- GOAL:
Copy out exactly every line from the line containing "Extract coat of" until the records below end, inclusive of both boundary lines.

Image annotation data
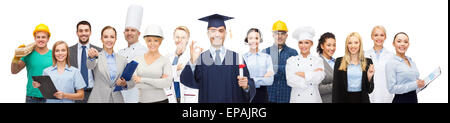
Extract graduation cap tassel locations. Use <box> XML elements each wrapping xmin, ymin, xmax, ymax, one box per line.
<box><xmin>227</xmin><ymin>22</ymin><xmax>233</xmax><ymax>39</ymax></box>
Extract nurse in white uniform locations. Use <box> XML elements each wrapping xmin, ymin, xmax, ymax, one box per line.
<box><xmin>164</xmin><ymin>26</ymin><xmax>198</xmax><ymax>103</ymax></box>
<box><xmin>286</xmin><ymin>26</ymin><xmax>325</xmax><ymax>103</ymax></box>
<box><xmin>365</xmin><ymin>26</ymin><xmax>394</xmax><ymax>103</ymax></box>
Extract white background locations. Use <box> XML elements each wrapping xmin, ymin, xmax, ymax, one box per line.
<box><xmin>0</xmin><ymin>0</ymin><xmax>448</xmax><ymax>103</ymax></box>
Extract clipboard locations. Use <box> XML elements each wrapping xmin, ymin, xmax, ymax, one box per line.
<box><xmin>113</xmin><ymin>60</ymin><xmax>139</xmax><ymax>92</ymax></box>
<box><xmin>419</xmin><ymin>67</ymin><xmax>442</xmax><ymax>91</ymax></box>
<box><xmin>31</xmin><ymin>76</ymin><xmax>58</xmax><ymax>99</ymax></box>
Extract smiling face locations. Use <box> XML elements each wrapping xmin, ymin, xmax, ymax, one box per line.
<box><xmin>208</xmin><ymin>26</ymin><xmax>227</xmax><ymax>47</ymax></box>
<box><xmin>77</xmin><ymin>24</ymin><xmax>91</xmax><ymax>44</ymax></box>
<box><xmin>34</xmin><ymin>31</ymin><xmax>49</xmax><ymax>48</ymax></box>
<box><xmin>393</xmin><ymin>34</ymin><xmax>409</xmax><ymax>54</ymax></box>
<box><xmin>144</xmin><ymin>36</ymin><xmax>162</xmax><ymax>52</ymax></box>
<box><xmin>320</xmin><ymin>38</ymin><xmax>336</xmax><ymax>57</ymax></box>
<box><xmin>101</xmin><ymin>28</ymin><xmax>117</xmax><ymax>49</ymax></box>
<box><xmin>123</xmin><ymin>27</ymin><xmax>141</xmax><ymax>44</ymax></box>
<box><xmin>247</xmin><ymin>31</ymin><xmax>261</xmax><ymax>50</ymax></box>
<box><xmin>53</xmin><ymin>43</ymin><xmax>67</xmax><ymax>62</ymax></box>
<box><xmin>371</xmin><ymin>28</ymin><xmax>386</xmax><ymax>47</ymax></box>
<box><xmin>298</xmin><ymin>40</ymin><xmax>313</xmax><ymax>56</ymax></box>
<box><xmin>347</xmin><ymin>36</ymin><xmax>361</xmax><ymax>55</ymax></box>
<box><xmin>173</xmin><ymin>29</ymin><xmax>189</xmax><ymax>47</ymax></box>
<box><xmin>272</xmin><ymin>31</ymin><xmax>288</xmax><ymax>46</ymax></box>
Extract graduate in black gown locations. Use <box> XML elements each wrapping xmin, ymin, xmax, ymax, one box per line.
<box><xmin>180</xmin><ymin>14</ymin><xmax>255</xmax><ymax>103</ymax></box>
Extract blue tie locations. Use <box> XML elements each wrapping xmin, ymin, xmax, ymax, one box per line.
<box><xmin>214</xmin><ymin>50</ymin><xmax>222</xmax><ymax>65</ymax></box>
<box><xmin>81</xmin><ymin>46</ymin><xmax>89</xmax><ymax>88</ymax></box>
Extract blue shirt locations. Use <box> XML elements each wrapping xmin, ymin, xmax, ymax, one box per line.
<box><xmin>243</xmin><ymin>52</ymin><xmax>273</xmax><ymax>88</ymax></box>
<box><xmin>104</xmin><ymin>52</ymin><xmax>117</xmax><ymax>83</ymax></box>
<box><xmin>43</xmin><ymin>65</ymin><xmax>86</xmax><ymax>103</ymax></box>
<box><xmin>386</xmin><ymin>55</ymin><xmax>420</xmax><ymax>94</ymax></box>
<box><xmin>347</xmin><ymin>64</ymin><xmax>362</xmax><ymax>92</ymax></box>
<box><xmin>262</xmin><ymin>44</ymin><xmax>298</xmax><ymax>103</ymax></box>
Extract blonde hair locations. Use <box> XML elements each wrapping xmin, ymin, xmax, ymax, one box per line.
<box><xmin>52</xmin><ymin>41</ymin><xmax>70</xmax><ymax>67</ymax></box>
<box><xmin>370</xmin><ymin>25</ymin><xmax>386</xmax><ymax>37</ymax></box>
<box><xmin>339</xmin><ymin>32</ymin><xmax>367</xmax><ymax>71</ymax></box>
<box><xmin>173</xmin><ymin>26</ymin><xmax>191</xmax><ymax>37</ymax></box>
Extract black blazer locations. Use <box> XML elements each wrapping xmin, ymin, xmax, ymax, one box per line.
<box><xmin>332</xmin><ymin>57</ymin><xmax>374</xmax><ymax>103</ymax></box>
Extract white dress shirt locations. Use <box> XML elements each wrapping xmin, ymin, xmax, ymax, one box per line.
<box><xmin>77</xmin><ymin>43</ymin><xmax>94</xmax><ymax>88</ymax></box>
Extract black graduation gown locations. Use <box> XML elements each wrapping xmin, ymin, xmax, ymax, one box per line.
<box><xmin>180</xmin><ymin>50</ymin><xmax>256</xmax><ymax>103</ymax></box>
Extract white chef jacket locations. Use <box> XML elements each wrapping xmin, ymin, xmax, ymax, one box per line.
<box><xmin>286</xmin><ymin>54</ymin><xmax>325</xmax><ymax>103</ymax></box>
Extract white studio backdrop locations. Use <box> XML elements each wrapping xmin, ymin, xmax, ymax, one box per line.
<box><xmin>0</xmin><ymin>0</ymin><xmax>448</xmax><ymax>103</ymax></box>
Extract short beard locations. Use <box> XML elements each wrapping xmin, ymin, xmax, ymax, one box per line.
<box><xmin>78</xmin><ymin>38</ymin><xmax>89</xmax><ymax>45</ymax></box>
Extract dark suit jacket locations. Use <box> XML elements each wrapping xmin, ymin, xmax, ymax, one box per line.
<box><xmin>332</xmin><ymin>57</ymin><xmax>374</xmax><ymax>103</ymax></box>
<box><xmin>69</xmin><ymin>43</ymin><xmax>102</xmax><ymax>69</ymax></box>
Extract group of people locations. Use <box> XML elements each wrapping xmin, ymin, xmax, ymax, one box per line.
<box><xmin>11</xmin><ymin>5</ymin><xmax>424</xmax><ymax>103</ymax></box>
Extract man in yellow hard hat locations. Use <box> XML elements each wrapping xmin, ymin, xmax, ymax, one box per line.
<box><xmin>262</xmin><ymin>21</ymin><xmax>298</xmax><ymax>103</ymax></box>
<box><xmin>11</xmin><ymin>24</ymin><xmax>53</xmax><ymax>103</ymax></box>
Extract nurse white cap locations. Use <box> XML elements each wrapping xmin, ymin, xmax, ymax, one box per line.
<box><xmin>292</xmin><ymin>26</ymin><xmax>315</xmax><ymax>41</ymax></box>
<box><xmin>144</xmin><ymin>24</ymin><xmax>164</xmax><ymax>39</ymax></box>
<box><xmin>125</xmin><ymin>4</ymin><xmax>144</xmax><ymax>30</ymax></box>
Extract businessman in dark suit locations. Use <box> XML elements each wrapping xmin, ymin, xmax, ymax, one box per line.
<box><xmin>69</xmin><ymin>21</ymin><xmax>102</xmax><ymax>103</ymax></box>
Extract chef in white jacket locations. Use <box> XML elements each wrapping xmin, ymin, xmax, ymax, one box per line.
<box><xmin>286</xmin><ymin>26</ymin><xmax>325</xmax><ymax>103</ymax></box>
<box><xmin>119</xmin><ymin>4</ymin><xmax>148</xmax><ymax>103</ymax></box>
<box><xmin>364</xmin><ymin>26</ymin><xmax>394</xmax><ymax>103</ymax></box>
<box><xmin>164</xmin><ymin>26</ymin><xmax>198</xmax><ymax>103</ymax></box>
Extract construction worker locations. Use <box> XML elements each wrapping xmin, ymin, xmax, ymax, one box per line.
<box><xmin>11</xmin><ymin>24</ymin><xmax>53</xmax><ymax>103</ymax></box>
<box><xmin>262</xmin><ymin>21</ymin><xmax>298</xmax><ymax>103</ymax></box>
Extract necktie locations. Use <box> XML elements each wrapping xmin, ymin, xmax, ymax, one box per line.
<box><xmin>214</xmin><ymin>50</ymin><xmax>222</xmax><ymax>65</ymax></box>
<box><xmin>81</xmin><ymin>46</ymin><xmax>89</xmax><ymax>88</ymax></box>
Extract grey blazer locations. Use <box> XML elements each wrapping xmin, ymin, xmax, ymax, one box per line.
<box><xmin>319</xmin><ymin>55</ymin><xmax>334</xmax><ymax>103</ymax></box>
<box><xmin>86</xmin><ymin>51</ymin><xmax>135</xmax><ymax>103</ymax></box>
<box><xmin>69</xmin><ymin>43</ymin><xmax>102</xmax><ymax>68</ymax></box>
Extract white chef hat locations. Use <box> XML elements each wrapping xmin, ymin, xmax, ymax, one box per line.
<box><xmin>292</xmin><ymin>26</ymin><xmax>315</xmax><ymax>41</ymax></box>
<box><xmin>125</xmin><ymin>4</ymin><xmax>144</xmax><ymax>30</ymax></box>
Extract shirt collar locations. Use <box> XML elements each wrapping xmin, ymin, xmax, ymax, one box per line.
<box><xmin>209</xmin><ymin>46</ymin><xmax>225</xmax><ymax>55</ymax></box>
<box><xmin>50</xmin><ymin>64</ymin><xmax>72</xmax><ymax>71</ymax></box>
<box><xmin>102</xmin><ymin>50</ymin><xmax>115</xmax><ymax>57</ymax></box>
<box><xmin>394</xmin><ymin>55</ymin><xmax>411</xmax><ymax>62</ymax></box>
<box><xmin>244</xmin><ymin>50</ymin><xmax>261</xmax><ymax>57</ymax></box>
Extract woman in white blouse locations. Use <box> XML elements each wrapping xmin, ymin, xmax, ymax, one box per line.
<box><xmin>133</xmin><ymin>25</ymin><xmax>172</xmax><ymax>103</ymax></box>
<box><xmin>286</xmin><ymin>27</ymin><xmax>325</xmax><ymax>103</ymax></box>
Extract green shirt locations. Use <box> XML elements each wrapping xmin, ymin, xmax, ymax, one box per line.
<box><xmin>20</xmin><ymin>50</ymin><xmax>53</xmax><ymax>97</ymax></box>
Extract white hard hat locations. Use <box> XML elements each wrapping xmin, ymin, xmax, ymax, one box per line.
<box><xmin>292</xmin><ymin>26</ymin><xmax>315</xmax><ymax>41</ymax></box>
<box><xmin>144</xmin><ymin>24</ymin><xmax>164</xmax><ymax>38</ymax></box>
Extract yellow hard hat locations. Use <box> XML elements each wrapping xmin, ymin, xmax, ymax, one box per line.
<box><xmin>272</xmin><ymin>20</ymin><xmax>288</xmax><ymax>32</ymax></box>
<box><xmin>33</xmin><ymin>24</ymin><xmax>51</xmax><ymax>37</ymax></box>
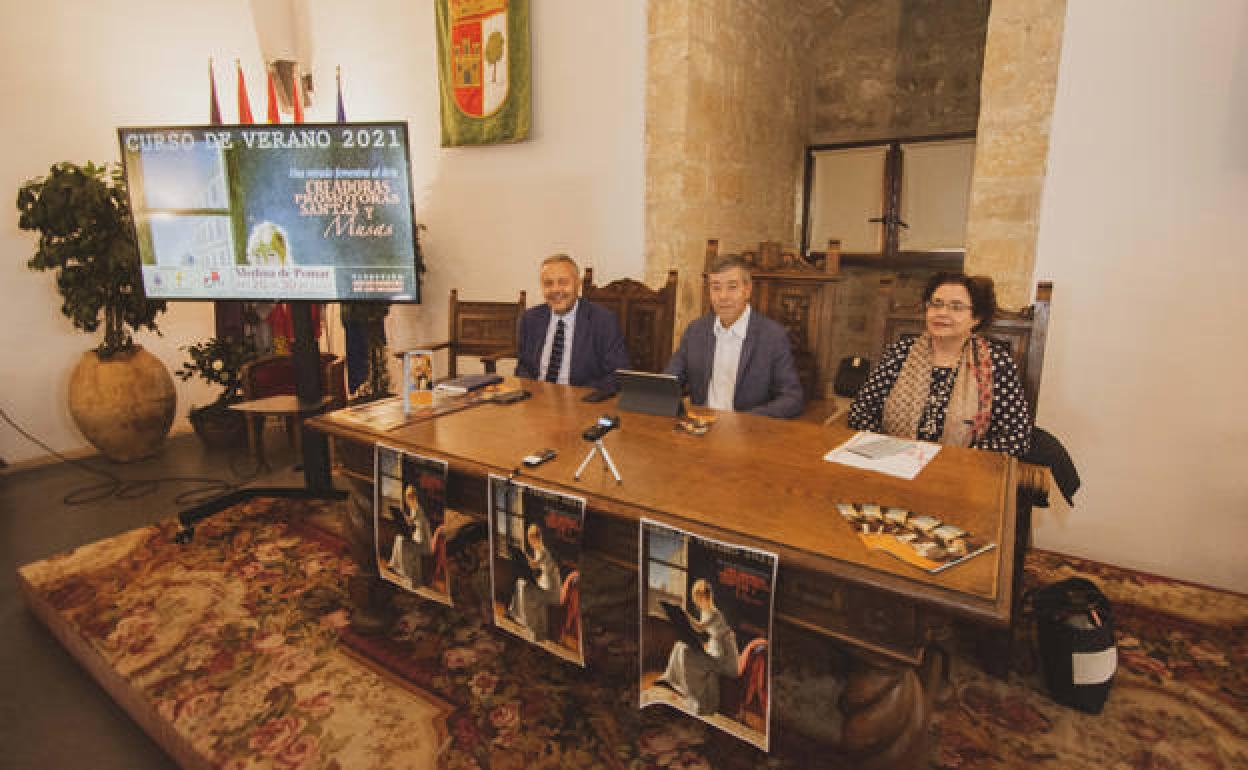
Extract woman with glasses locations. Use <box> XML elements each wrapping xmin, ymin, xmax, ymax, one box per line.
<box><xmin>849</xmin><ymin>272</ymin><xmax>1031</xmax><ymax>457</ymax></box>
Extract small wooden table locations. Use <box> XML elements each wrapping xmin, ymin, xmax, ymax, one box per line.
<box><xmin>230</xmin><ymin>396</ymin><xmax>333</xmax><ymax>470</ymax></box>
<box><xmin>308</xmin><ymin>381</ymin><xmax>1017</xmax><ymax>768</ymax></box>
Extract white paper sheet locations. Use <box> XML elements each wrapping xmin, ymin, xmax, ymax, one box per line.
<box><xmin>824</xmin><ymin>431</ymin><xmax>941</xmax><ymax>480</ymax></box>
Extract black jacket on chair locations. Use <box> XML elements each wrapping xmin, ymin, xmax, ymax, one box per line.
<box><xmin>1022</xmin><ymin>427</ymin><xmax>1080</xmax><ymax>508</ymax></box>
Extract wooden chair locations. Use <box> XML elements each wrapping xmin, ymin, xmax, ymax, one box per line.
<box><xmin>580</xmin><ymin>267</ymin><xmax>676</xmax><ymax>372</ymax></box>
<box><xmin>238</xmin><ymin>353</ymin><xmax>347</xmax><ymax>459</ymax></box>
<box><xmin>416</xmin><ymin>288</ymin><xmax>524</xmax><ymax>377</ymax></box>
<box><xmin>874</xmin><ymin>278</ymin><xmax>1053</xmax><ymax>676</ymax></box>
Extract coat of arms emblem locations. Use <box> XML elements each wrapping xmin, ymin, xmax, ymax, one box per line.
<box><xmin>448</xmin><ymin>0</ymin><xmax>510</xmax><ymax>117</ymax></box>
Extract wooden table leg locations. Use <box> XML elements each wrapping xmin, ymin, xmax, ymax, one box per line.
<box><xmin>840</xmin><ymin>651</ymin><xmax>931</xmax><ymax>770</ymax></box>
<box><xmin>346</xmin><ymin>478</ymin><xmax>391</xmax><ymax>634</ymax></box>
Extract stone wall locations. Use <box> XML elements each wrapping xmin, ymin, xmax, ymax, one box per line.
<box><xmin>966</xmin><ymin>0</ymin><xmax>1066</xmax><ymax>307</ymax></box>
<box><xmin>645</xmin><ymin>0</ymin><xmax>1066</xmax><ymax>344</ymax></box>
<box><xmin>645</xmin><ymin>0</ymin><xmax>812</xmax><ymax>336</ymax></box>
<box><xmin>811</xmin><ymin>0</ymin><xmax>988</xmax><ymax>144</ymax></box>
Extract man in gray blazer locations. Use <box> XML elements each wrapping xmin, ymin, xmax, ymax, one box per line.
<box><xmin>666</xmin><ymin>256</ymin><xmax>802</xmax><ymax>417</ymax></box>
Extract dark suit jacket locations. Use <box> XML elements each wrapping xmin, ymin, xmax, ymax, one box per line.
<box><xmin>666</xmin><ymin>308</ymin><xmax>804</xmax><ymax>417</ymax></box>
<box><xmin>515</xmin><ymin>297</ymin><xmax>629</xmax><ymax>391</ymax></box>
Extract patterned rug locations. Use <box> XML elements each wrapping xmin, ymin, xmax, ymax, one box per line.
<box><xmin>19</xmin><ymin>499</ymin><xmax>1248</xmax><ymax>770</ymax></box>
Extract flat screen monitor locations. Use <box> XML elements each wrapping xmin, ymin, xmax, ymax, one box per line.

- COMPLETED EXERCISE:
Extract coat of arms emblem locations. Use <box> XML elements each wrapping xmin, ymin, xmax, ymax, one box per line.
<box><xmin>448</xmin><ymin>0</ymin><xmax>510</xmax><ymax>117</ymax></box>
Extract wooden table leg locations. Use <box> XML elements each wrapping xmin, ymin, xmax, ymax, one box per line.
<box><xmin>840</xmin><ymin>651</ymin><xmax>931</xmax><ymax>770</ymax></box>
<box><xmin>346</xmin><ymin>478</ymin><xmax>391</xmax><ymax>634</ymax></box>
Extract stone wall locations. Use <box> XML elements each wrapping xmin, ymin, xmax, ymax, one box per line.
<box><xmin>966</xmin><ymin>0</ymin><xmax>1066</xmax><ymax>307</ymax></box>
<box><xmin>645</xmin><ymin>0</ymin><xmax>1066</xmax><ymax>344</ymax></box>
<box><xmin>645</xmin><ymin>0</ymin><xmax>812</xmax><ymax>336</ymax></box>
<box><xmin>811</xmin><ymin>0</ymin><xmax>988</xmax><ymax>144</ymax></box>
Extract man in gray blazer locations. Use <box> XML elements each wrapping xmin, ymin, xmax, ymax, one box per line.
<box><xmin>666</xmin><ymin>256</ymin><xmax>802</xmax><ymax>417</ymax></box>
Extract dark suit jacket locations. Use <box> XML elements each wrapping xmin, ymin, xmax, ymax, one box per line.
<box><xmin>666</xmin><ymin>308</ymin><xmax>804</xmax><ymax>417</ymax></box>
<box><xmin>515</xmin><ymin>297</ymin><xmax>629</xmax><ymax>391</ymax></box>
Extract patterned rug locations. Use <box> XML elements each wrapping xmin, ymin, xmax, ymax, one box per line.
<box><xmin>19</xmin><ymin>499</ymin><xmax>1248</xmax><ymax>770</ymax></box>
Extract flat screen monitor locations. Use <box> XML elements each wrapping xmin, ymin, xmax, ymax, one box per line.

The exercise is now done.